### STORED RECORDS

------------------------------------------------

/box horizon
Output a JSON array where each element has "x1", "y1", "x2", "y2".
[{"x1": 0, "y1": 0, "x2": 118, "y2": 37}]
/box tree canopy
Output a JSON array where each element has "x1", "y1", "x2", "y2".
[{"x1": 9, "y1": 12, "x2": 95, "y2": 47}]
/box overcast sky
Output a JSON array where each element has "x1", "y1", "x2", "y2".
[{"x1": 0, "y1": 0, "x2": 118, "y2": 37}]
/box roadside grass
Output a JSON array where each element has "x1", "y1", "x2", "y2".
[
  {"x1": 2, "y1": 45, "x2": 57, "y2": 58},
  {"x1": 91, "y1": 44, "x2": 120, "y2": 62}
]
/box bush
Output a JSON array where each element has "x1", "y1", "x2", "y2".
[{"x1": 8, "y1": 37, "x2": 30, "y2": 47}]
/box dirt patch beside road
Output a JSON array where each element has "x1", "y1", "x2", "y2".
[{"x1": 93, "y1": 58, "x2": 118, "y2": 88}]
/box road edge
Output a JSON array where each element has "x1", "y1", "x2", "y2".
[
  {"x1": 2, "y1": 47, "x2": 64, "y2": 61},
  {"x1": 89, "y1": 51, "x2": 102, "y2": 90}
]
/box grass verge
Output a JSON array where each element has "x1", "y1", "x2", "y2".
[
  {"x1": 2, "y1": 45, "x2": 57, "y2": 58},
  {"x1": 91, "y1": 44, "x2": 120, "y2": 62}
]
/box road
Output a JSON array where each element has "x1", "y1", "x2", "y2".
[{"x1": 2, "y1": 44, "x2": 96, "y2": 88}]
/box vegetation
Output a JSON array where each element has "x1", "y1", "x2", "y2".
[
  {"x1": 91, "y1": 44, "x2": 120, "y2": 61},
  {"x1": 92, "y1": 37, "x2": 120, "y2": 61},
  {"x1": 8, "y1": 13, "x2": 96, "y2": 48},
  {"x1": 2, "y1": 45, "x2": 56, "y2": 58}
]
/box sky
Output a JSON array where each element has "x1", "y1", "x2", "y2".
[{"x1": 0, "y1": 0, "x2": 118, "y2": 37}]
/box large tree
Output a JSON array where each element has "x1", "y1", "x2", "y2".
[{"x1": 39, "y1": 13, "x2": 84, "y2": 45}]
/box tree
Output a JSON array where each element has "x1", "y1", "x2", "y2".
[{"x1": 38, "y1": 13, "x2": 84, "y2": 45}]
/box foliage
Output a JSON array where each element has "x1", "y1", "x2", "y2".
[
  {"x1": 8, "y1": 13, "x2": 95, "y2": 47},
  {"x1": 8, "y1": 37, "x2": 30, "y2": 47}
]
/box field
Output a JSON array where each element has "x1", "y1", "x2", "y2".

------------------------------------------------

### EXERCISE
From the listing above, copy out each line in which the word "tree" appears.

### CORRECT OUTPUT
/box tree canopy
/box large tree
/box tree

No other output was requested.